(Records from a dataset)
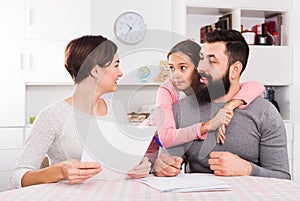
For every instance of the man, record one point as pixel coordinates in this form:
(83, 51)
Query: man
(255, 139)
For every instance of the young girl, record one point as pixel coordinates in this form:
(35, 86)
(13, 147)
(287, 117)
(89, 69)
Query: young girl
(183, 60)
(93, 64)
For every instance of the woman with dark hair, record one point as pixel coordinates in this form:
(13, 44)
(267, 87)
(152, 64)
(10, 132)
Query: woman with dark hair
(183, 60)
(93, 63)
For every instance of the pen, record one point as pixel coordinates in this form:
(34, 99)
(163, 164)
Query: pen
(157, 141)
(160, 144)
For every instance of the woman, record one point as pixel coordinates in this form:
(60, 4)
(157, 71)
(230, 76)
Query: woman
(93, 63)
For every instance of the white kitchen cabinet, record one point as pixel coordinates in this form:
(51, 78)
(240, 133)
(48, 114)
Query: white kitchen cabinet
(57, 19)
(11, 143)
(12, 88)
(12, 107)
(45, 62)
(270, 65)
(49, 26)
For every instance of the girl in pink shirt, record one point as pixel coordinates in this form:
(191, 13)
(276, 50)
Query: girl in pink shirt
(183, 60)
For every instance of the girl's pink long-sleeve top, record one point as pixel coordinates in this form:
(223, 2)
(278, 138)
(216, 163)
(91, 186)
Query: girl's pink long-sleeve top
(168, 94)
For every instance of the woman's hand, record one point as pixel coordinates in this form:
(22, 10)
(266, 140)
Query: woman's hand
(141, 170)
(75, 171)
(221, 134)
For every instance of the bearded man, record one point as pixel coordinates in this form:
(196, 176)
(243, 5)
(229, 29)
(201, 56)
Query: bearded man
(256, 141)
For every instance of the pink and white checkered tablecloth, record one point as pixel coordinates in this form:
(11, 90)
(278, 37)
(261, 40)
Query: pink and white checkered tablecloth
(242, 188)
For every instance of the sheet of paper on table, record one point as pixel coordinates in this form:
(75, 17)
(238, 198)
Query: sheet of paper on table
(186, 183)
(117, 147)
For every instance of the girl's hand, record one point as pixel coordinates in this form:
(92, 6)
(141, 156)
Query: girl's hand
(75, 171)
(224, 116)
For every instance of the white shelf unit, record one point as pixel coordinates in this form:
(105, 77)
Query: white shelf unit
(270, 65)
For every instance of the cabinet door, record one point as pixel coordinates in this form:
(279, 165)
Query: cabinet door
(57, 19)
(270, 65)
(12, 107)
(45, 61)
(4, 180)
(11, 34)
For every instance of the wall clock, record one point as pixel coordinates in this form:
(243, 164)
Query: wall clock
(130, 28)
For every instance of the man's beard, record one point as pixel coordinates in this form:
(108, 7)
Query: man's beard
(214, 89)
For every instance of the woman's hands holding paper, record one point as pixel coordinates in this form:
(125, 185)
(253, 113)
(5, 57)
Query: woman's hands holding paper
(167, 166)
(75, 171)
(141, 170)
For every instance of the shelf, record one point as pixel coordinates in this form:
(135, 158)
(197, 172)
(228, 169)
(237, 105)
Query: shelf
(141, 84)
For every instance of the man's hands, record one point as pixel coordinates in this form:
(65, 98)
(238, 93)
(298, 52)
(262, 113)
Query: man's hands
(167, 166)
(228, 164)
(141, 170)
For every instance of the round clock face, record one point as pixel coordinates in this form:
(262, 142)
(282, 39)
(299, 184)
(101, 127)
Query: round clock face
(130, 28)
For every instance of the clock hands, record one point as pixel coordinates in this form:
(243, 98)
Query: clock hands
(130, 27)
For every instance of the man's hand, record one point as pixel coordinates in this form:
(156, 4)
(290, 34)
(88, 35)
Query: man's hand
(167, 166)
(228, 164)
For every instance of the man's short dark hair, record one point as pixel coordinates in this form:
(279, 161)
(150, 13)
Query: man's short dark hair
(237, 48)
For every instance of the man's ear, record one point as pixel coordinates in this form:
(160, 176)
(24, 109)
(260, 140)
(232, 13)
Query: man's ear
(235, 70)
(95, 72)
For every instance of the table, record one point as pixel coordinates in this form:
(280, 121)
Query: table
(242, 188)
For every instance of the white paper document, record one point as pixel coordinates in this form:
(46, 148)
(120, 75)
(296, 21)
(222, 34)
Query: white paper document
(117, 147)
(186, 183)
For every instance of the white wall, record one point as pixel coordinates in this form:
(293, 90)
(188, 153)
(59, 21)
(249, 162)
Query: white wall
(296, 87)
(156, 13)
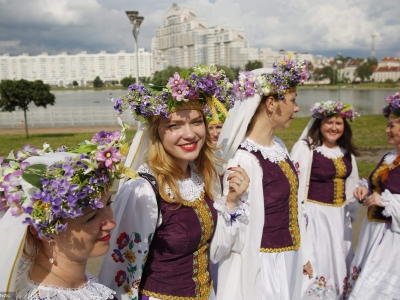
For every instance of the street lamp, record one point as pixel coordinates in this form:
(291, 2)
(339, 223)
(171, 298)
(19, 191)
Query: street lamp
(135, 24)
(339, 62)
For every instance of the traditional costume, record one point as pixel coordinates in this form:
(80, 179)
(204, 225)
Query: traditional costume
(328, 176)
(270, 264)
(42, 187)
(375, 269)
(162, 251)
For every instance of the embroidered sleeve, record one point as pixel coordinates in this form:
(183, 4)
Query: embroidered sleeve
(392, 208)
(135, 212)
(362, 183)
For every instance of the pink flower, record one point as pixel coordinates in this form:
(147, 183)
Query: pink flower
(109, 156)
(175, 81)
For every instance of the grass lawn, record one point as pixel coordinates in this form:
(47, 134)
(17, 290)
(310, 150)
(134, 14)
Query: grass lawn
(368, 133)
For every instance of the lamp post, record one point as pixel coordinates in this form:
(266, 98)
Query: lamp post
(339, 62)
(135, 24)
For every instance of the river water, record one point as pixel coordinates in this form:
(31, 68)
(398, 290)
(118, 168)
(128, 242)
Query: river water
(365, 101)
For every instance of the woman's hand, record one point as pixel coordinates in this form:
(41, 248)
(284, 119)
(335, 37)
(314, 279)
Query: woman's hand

BRIEF: Reproduce exactly the line that holds "Query: lamp post", then every line after it, ending with the final line of the records above.

PROBLEM SOLUTION:
Query: lamp post
(339, 62)
(135, 24)
For every instance of the river water, record one point as pixel coordinates in this form:
(31, 68)
(398, 290)
(118, 168)
(128, 242)
Query: river water
(365, 101)
For every instance of the woman's hand, record one point as pixel coordinates in this form:
(41, 248)
(284, 119)
(335, 37)
(314, 279)
Query: woman's hand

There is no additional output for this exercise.